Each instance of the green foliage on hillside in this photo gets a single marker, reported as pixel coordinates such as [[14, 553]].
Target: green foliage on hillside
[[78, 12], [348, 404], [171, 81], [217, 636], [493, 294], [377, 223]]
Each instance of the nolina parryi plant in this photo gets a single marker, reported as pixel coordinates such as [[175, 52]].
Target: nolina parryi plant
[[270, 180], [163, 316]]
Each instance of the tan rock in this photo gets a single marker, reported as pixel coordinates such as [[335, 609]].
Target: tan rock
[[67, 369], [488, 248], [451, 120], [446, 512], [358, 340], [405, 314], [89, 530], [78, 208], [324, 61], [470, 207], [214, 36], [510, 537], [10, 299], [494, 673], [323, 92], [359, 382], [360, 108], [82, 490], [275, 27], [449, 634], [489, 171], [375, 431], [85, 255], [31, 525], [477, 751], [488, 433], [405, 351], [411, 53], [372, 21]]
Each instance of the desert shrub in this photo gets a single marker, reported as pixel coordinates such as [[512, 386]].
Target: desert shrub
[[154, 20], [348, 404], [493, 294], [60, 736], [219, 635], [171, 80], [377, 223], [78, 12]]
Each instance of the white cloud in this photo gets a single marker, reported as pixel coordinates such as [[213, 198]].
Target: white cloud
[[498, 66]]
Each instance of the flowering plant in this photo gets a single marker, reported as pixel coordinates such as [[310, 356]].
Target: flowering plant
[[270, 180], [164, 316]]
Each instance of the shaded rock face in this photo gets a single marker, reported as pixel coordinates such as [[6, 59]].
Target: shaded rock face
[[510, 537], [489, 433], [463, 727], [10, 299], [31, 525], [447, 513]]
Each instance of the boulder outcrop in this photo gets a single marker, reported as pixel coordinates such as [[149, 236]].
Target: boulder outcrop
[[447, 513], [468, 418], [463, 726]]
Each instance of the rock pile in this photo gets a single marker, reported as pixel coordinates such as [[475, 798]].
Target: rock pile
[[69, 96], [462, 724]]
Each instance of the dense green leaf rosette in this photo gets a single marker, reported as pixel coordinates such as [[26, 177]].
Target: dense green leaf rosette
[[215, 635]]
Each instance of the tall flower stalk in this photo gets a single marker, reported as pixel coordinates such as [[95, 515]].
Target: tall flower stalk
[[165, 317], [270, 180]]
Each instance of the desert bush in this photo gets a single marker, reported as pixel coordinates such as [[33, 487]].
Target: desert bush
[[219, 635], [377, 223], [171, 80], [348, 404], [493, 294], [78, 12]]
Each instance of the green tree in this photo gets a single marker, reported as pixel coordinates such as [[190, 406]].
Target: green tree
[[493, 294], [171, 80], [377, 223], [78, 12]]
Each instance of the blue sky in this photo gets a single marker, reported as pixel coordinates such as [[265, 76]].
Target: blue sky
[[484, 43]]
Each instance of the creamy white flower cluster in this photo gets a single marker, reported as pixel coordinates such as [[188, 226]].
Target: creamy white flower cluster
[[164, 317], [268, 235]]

OBJECTIVE | Starting at the line containing "Each instance of the blue" and ending at the final item, express those items as a two-column CSV with the header text,answer. Give one row per item, with each field in double quotes and line breaks turned into spaces.

TASK ANSWER |
text,answer
"Each instance of the blue sky in this photo gets a single marker, reported as pixel coordinates such as [[265, 76]]. Target: blue sky","[[484, 43]]"
"Each instance of the creamy white flower cluster in this photo gets a single marker, reported as pixel coordinates such as [[188, 226]]. Target: creamy white flower cluster","[[164, 317], [268, 235]]"